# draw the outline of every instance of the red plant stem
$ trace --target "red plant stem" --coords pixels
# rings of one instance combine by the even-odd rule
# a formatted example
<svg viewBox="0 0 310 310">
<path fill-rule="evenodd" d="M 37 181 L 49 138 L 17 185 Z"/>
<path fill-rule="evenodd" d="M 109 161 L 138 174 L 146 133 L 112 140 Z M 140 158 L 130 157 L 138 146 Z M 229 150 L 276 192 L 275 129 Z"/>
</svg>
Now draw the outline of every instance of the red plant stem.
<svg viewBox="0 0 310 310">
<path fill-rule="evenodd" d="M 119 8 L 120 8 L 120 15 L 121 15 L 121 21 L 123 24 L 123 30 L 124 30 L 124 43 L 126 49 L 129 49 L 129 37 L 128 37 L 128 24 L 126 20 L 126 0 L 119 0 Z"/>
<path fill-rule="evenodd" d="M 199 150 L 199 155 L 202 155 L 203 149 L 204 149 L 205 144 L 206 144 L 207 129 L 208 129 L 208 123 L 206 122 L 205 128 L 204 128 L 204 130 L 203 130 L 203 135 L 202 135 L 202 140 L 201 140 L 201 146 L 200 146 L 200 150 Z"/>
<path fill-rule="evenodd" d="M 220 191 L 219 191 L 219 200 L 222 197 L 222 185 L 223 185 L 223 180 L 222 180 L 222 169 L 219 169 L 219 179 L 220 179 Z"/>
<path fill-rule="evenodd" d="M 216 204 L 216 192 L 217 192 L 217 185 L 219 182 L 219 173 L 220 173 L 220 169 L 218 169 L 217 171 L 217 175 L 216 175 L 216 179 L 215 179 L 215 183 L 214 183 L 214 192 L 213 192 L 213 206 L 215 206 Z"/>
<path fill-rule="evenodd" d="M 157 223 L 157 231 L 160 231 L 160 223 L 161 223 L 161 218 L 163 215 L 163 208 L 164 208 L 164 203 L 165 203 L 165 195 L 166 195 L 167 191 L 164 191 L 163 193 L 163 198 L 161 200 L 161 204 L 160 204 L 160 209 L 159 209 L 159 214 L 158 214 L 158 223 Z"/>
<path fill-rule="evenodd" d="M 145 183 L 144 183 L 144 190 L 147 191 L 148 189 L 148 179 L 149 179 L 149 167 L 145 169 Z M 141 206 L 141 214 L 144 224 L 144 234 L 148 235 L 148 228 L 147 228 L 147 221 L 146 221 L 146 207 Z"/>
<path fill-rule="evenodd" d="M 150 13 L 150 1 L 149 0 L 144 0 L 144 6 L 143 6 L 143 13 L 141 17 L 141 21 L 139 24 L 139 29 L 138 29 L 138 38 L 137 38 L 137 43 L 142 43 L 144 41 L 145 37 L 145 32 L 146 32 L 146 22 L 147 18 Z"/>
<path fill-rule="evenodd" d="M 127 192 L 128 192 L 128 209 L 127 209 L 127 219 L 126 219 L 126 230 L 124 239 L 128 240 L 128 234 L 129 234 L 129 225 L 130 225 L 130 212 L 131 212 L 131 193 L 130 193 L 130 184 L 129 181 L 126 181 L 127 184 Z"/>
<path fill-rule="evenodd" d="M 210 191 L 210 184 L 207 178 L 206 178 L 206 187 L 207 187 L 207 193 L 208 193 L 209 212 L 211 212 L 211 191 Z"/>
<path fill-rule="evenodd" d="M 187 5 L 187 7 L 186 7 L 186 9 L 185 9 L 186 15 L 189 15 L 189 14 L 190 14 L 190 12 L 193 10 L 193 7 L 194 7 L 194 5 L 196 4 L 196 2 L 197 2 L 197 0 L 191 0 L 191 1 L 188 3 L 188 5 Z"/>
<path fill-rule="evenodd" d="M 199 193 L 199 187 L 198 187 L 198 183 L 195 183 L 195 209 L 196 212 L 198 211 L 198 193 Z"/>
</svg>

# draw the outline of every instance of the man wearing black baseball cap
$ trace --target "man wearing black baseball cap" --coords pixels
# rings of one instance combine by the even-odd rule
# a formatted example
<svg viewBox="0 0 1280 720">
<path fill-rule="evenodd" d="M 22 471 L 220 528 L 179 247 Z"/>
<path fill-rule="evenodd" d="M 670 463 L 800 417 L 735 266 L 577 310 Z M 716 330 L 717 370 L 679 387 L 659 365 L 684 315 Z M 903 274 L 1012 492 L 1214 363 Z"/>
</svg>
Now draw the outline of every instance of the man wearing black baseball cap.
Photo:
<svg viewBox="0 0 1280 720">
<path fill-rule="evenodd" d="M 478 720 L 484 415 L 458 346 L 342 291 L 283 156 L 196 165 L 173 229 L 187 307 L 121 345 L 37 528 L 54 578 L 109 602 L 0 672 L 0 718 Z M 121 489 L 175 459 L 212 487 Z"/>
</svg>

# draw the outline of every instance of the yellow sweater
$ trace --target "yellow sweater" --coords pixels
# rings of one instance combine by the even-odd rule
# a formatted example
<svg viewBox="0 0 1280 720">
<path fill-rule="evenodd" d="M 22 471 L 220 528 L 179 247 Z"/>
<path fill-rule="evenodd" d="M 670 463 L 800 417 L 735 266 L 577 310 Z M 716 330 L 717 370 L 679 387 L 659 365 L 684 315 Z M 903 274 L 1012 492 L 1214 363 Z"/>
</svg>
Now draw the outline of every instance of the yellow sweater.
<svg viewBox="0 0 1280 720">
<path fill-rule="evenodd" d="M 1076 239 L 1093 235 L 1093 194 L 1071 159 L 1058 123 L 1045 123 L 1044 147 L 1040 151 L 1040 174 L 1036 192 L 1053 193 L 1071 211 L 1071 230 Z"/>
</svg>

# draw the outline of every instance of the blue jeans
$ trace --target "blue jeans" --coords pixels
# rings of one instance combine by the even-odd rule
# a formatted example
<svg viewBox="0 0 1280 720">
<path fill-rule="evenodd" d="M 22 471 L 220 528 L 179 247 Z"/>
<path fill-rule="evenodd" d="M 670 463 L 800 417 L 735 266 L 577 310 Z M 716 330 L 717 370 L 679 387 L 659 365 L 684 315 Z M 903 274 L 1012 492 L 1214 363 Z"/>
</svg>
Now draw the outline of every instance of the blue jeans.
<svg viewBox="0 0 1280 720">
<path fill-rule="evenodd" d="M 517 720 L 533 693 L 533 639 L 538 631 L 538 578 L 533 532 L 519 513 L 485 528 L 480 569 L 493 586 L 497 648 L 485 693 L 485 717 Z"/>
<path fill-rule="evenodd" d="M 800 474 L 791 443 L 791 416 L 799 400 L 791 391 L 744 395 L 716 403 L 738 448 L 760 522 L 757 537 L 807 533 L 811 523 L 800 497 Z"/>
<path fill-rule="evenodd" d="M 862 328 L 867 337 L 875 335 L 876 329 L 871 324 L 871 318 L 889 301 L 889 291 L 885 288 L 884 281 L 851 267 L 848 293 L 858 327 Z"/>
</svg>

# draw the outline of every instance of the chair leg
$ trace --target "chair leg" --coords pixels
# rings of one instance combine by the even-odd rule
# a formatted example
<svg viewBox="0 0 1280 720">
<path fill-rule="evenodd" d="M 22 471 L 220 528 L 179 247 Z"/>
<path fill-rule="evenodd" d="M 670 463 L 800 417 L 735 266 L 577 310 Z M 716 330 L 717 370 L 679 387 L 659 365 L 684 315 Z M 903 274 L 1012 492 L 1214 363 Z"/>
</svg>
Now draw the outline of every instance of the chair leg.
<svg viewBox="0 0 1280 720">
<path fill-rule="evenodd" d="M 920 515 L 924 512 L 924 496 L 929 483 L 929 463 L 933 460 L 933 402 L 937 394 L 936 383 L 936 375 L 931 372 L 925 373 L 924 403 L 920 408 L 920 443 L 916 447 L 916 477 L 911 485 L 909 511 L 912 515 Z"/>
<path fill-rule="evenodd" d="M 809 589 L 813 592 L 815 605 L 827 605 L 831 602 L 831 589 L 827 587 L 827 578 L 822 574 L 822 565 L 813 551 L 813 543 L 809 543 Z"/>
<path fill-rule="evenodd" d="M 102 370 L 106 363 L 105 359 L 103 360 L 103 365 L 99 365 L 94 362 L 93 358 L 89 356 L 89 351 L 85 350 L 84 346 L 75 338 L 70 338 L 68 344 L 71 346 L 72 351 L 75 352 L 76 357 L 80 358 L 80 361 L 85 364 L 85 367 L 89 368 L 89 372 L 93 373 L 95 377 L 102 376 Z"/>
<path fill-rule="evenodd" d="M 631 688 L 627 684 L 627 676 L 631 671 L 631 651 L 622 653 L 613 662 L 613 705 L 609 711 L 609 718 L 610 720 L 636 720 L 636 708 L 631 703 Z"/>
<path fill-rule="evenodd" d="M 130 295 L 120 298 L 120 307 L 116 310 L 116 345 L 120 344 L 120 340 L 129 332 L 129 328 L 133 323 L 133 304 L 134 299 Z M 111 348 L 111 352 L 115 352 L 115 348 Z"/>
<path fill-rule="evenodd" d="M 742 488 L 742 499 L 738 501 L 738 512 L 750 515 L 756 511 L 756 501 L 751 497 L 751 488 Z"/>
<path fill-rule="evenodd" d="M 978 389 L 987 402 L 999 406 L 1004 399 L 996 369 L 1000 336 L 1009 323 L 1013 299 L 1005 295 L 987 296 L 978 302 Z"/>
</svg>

Work order >>
The word to find is "pixels". Copy every line of the records that holds it.

The answer >>
$ trace --target "red plant stem" --coords pixels
$ trace --target "man wearing black baseball cap" --coords pixels
$ trace --target "yellow sweater" --coords pixels
$ trace --target "blue jeans" --coords pixels
$ trace --target "chair leg" --coords pixels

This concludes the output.